▶ [RECORDS SUPPLIED]
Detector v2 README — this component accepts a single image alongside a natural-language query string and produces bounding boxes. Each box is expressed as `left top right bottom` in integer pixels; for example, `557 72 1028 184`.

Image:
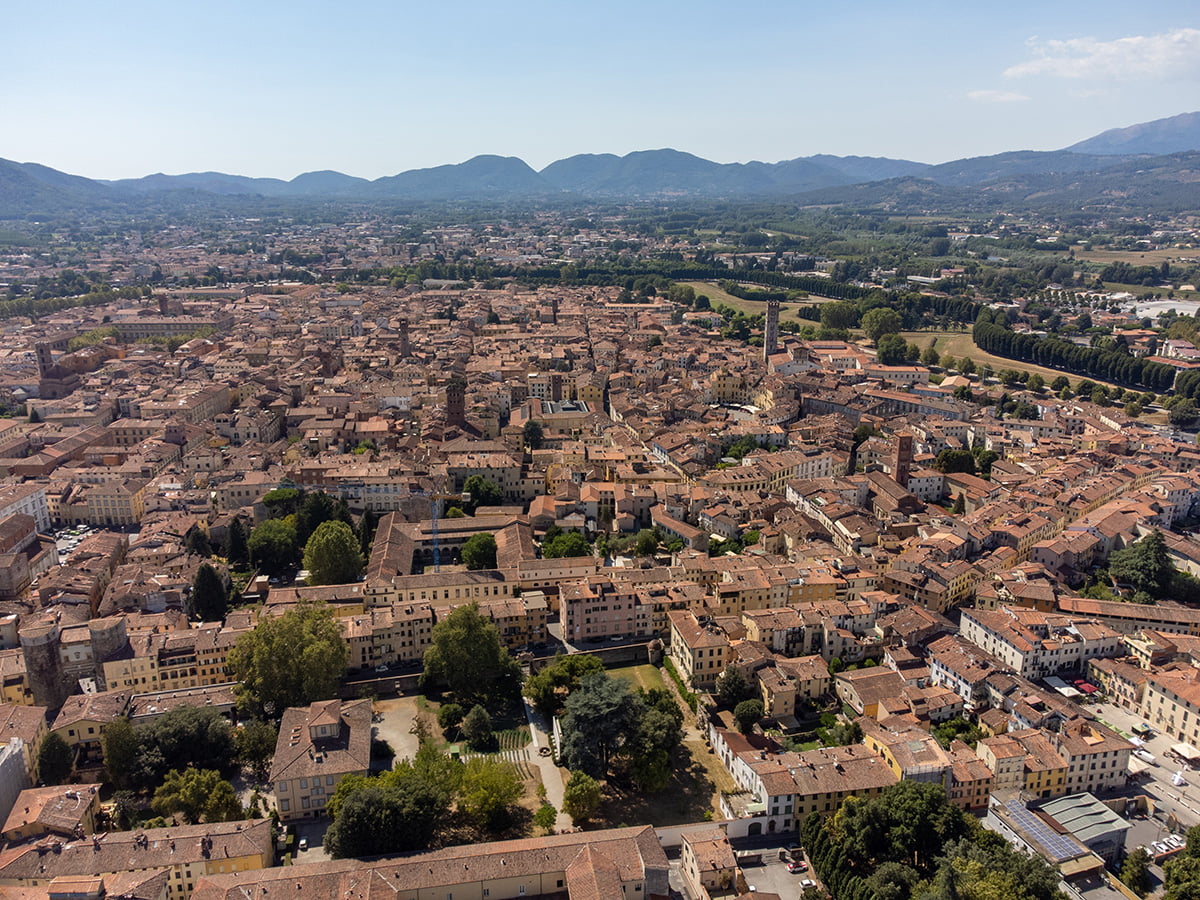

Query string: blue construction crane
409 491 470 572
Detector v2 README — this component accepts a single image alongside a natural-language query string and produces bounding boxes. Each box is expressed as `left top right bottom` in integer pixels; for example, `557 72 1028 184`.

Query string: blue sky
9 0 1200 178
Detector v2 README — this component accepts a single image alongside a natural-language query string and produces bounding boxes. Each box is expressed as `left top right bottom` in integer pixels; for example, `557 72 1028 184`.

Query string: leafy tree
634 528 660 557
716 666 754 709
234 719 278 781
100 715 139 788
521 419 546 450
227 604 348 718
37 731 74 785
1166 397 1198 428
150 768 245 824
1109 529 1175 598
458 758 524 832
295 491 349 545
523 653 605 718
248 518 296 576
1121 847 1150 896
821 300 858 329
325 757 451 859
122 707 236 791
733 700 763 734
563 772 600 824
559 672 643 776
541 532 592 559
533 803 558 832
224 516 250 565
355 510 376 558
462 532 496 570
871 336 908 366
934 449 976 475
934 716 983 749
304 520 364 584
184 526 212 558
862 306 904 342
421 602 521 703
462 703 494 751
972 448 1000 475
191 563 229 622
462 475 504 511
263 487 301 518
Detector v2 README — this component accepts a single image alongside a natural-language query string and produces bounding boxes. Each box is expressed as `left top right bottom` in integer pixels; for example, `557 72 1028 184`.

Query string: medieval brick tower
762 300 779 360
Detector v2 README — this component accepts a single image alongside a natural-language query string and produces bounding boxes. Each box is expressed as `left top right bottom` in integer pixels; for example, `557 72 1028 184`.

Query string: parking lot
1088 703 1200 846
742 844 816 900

▶ [EXERCISE] Rewrite all the records above as a Markdown table with two columns, Row and Text, giving each line its own numbered row and skipping blank lines. Leave the picture out of the table.

▶ [EXERCISE RESULT]
| Row | Text |
|---|---|
| 1 | Detector v2 README — this component accepts a single image alongside a natural-language query string and produces bounding boxes. Each box is expressed as `left top right bottom` in integer pixels; for example, `557 72 1028 184`. |
| 2 | Image: |
| 3 | Query string: blue construction crane |
| 4 | 409 491 470 572 |
| 5 | Detector v2 README — this component accepts a single image alongside a natural-language query string and produces bounding boxes. Each box is expressed as `left top right bottom` in integer pixels; for example, `557 72 1028 184`. |
| 6 | Query string: blue sky |
| 7 | 9 0 1200 178 |
| 8 | Detector v2 README — this component accepts a single image alongside a natural-language query string and produces bounding boxes. Each box is expressed as `left top right bottom` in integer pixels; for example, `557 72 1028 184`. |
| 9 | Query string: leafy tree |
| 10 | 634 528 660 557 |
| 11 | 716 666 754 709 |
| 12 | 234 719 278 781 |
| 13 | 100 715 139 788 |
| 14 | 521 419 546 450 |
| 15 | 227 604 348 718 |
| 16 | 37 731 74 785 |
| 17 | 1166 397 1198 428 |
| 18 | 150 768 245 824 |
| 19 | 1109 529 1175 598 |
| 20 | 458 758 524 832 |
| 21 | 295 491 349 545 |
| 22 | 523 653 605 718 |
| 23 | 248 518 296 576 |
| 24 | 1121 847 1150 896 |
| 25 | 821 300 858 329 |
| 26 | 325 757 451 859 |
| 27 | 122 707 236 791 |
| 28 | 733 700 763 734 |
| 29 | 563 772 600 824 |
| 30 | 559 672 643 776 |
| 31 | 541 532 592 559 |
| 32 | 533 803 558 832 |
| 33 | 224 516 250 565 |
| 34 | 355 510 376 558 |
| 35 | 462 532 496 570 |
| 36 | 871 336 908 366 |
| 37 | 934 449 976 475 |
| 38 | 934 716 983 749 |
| 39 | 304 520 364 584 |
| 40 | 184 526 212 558 |
| 41 | 862 306 904 342 |
| 42 | 421 602 521 703 |
| 43 | 462 703 494 751 |
| 44 | 972 448 1000 475 |
| 45 | 191 563 229 622 |
| 46 | 462 475 504 511 |
| 47 | 263 487 301 518 |
| 48 | Detector v2 README — this component accepts a single image alongside a natural-language query string and produces bounding boxes. Each box is expressed as `left top right bottom` in integer pixels; for example, `557 72 1028 184`. |
| 49 | Query string: medieval brick tower |
| 50 | 762 300 779 360 |
| 51 | Detector v2 README — this component accepts a single image alongside a natural-language query string and produces bounding boxes. Each box is expressed as `left top right bottom` in integer pixels; for example, `557 72 1028 184`. |
| 52 | Query string: parking lot |
| 53 | 1088 703 1200 846 |
| 54 | 742 844 816 900 |